ACCIONES REQUERIDAS:
1 – Transcribe del texto mostrado el fragmento que empieza en "Él nunca me" y termina en "nunca a mí.".
2 – Según el texto mostrado, ¿en qué lugar estaba el restorán donde ocurrió la discusión?
3 – Enumera todos los motivos que, según el texto mostrado, mantenían el vínculo con él pese a todo.

Una empieza a anularse y no se da cuenta. Mis amigas me decían que no era la misma, que estaba apagada.
Él nunca me pidió perdón por nada. En una oportunidad estábamos comiendo en un restorán de Vitacura, cuando en medio de una discusión él se paró, tiró un vaso al suelo con fuerza, junto a las llaves de mi auto que destruyó y se fue. Me dejó ahí, muriéndome de vergüenza, y sin poder siquiera subir a mi auto. No me atrevía a pararme ni a mirar a nadie frente al murmullo y molestia de los que ahí estaban. Al día siguiente fue a pagar el vaso y pedir disculpas a los garzones, pero nunca a mí.
Pese a todo lo que me hacía y decía, lo que me unía a él era el proyecto que habíamos empezando y que ya era parte de la vida de mis hijos. Me sentía responsable y además estaba enamorada. Temía otro fracaso amoroso, no quería volver a fallar.
La violencia superó todos los límites después que nos compramos una casa juntos.

EXTRACTO DE DATOS:
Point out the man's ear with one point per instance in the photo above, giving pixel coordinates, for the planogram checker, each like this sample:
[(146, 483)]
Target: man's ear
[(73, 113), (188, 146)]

RESPUESTAS POR TAREA:
1 –
Él nunca me pidió perdón por nada. En una oportunidad estábamos comiendo en un restorán de Vitacura, cuando en medio de una discusión él se paró, tiró un vaso al suelo con fuerza, junto a las llaves de mi auto que destruyó y se fue. Me dejó ahí, muriéndome de vergüenza, y sin poder siquiera subir a mi auto. No me atrevía a pararme ni a mirar a nadie frente al murmullo y molestia de los que ahí estaban. Al día siguiente fue a pagar el vaso y pedir disculpas a los garzones, pero nunca a mí.

2 – En Vitacura.

3 –
- El proyecto que habían empezado, que ya era parte de la vida de los hijos
- Sentirse responsable
- Estar enamorada
- El temor a otro fracaso amoroso, sin querer volver a fallar